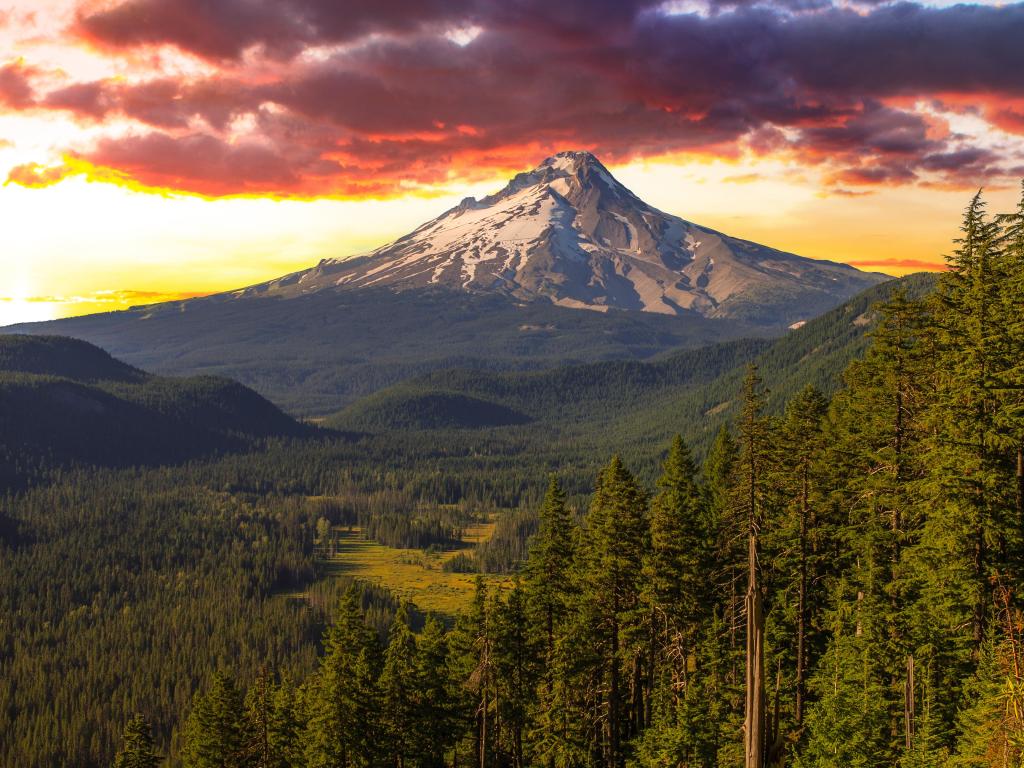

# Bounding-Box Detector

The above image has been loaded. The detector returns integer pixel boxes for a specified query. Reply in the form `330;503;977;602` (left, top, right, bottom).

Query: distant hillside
327;274;935;462
0;336;309;485
8;287;759;416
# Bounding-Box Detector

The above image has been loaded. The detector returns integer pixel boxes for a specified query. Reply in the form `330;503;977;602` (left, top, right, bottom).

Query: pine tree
767;385;828;730
267;677;306;768
643;435;714;760
380;604;422;768
303;585;379;768
182;672;249;768
449;575;494;768
736;365;773;768
796;584;894;768
524;475;574;683
581;456;648;768
114;715;160;768
416;616;457;768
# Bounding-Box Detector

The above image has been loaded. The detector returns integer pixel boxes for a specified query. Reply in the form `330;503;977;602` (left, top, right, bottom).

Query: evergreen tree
581;456;648;768
182;672;249;768
643;435;714;762
267;677;306;768
114;715;160;768
415;616;457;768
735;365;775;768
303;586;379;768
380;604;422;768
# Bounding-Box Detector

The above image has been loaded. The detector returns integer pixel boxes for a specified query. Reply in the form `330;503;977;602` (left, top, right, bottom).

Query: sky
0;0;1024;326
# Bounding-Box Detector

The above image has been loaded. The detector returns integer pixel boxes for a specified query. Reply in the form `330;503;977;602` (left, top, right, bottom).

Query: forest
0;186;1024;768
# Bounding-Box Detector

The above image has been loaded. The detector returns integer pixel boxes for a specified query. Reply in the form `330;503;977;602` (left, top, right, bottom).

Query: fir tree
182;672;249;768
303;586;379;768
114;715;160;768
380;604;422;768
581;456;648;768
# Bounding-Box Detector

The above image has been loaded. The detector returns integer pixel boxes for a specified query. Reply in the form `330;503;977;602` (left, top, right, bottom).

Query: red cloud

Zu bearbeiten: Gib jede Zeile der Daten zurück, in der das Wort „tree“ vorkommt.

Gelöste Aufgabe:
Query: pine tree
Query: evergreen tree
Query: fir tree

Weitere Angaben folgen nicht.